→ **SELECTED EXCERPT**:
I think the only reason I could draw a bike with any accuracy is because my
dad taught me how to fix it. Otherwise it would be a complete black box.

------
skybrian
I don't know if he redid this independently or failed to give credit, but here
is an article [1] describing some similar experiments done by Rebecca Lawson.
And a formal academic paper from 2006 [2].

[1]
[https://www.liverpool.ac.uk/~rlawson/cycleweb.html](https://www.liverpool.ac.uk/~rlawson/cycleweb.html)

[2]
[https://link.springer.com/article/10.3758/BF03195929](https://link.springer.com/article/10.3758/BF03195929)

------
ianbicking
I'm looking at the third one down and wondering: why aren't all-wheel-drive
bikes a thing? (Well, steering...)

I guess there is such a thing:
[http://christinibicycles.com/](http://christinibicycles.com/) – sounds pretty
complicated: 'A handlebar-mounted switch controls the AWD “shift on the fly”
clutch. When the clutch is engaged, the rear spiral gear interlocks with the
rear hub and power is transferred via internal shafts to the forward spiral
gear set, which drives the CHRISTINI freehub. Due to a slight gearing
differential, the front wheel is not actively powered on smooth level ground.

→ **STORED ROWS**:
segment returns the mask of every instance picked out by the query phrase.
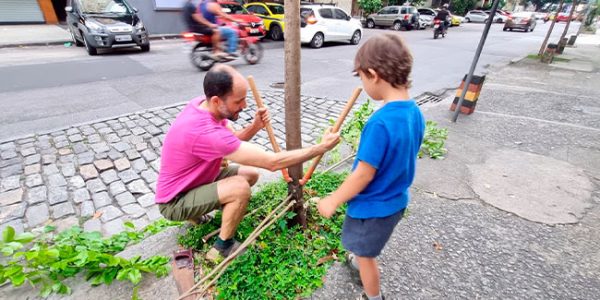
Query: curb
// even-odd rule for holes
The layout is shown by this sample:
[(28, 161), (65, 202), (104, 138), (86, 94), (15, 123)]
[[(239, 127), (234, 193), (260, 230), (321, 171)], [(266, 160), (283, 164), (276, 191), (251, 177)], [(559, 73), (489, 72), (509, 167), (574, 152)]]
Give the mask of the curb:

→ **WORK REQUIRED**:
Answer the following questions using the bicycle thread.
(a) According to the opening comment, what taught the writer enough to draw a bike with some accuracy?
(b) Who carried out the similar experiments described in the article that skybrian links, and in what year was the formal academic paper he cites published?
(c) In the quoted description of the all-wheel-drive bicycle, what controls the "shift on the fly" clutch?

→ **WRITTEN REPLY**:
(a) The writer's dad taught them how to fix a bike.
(b) Rebecca Lawson; the paper is from 2006.
(c) A handlebar-mounted switch.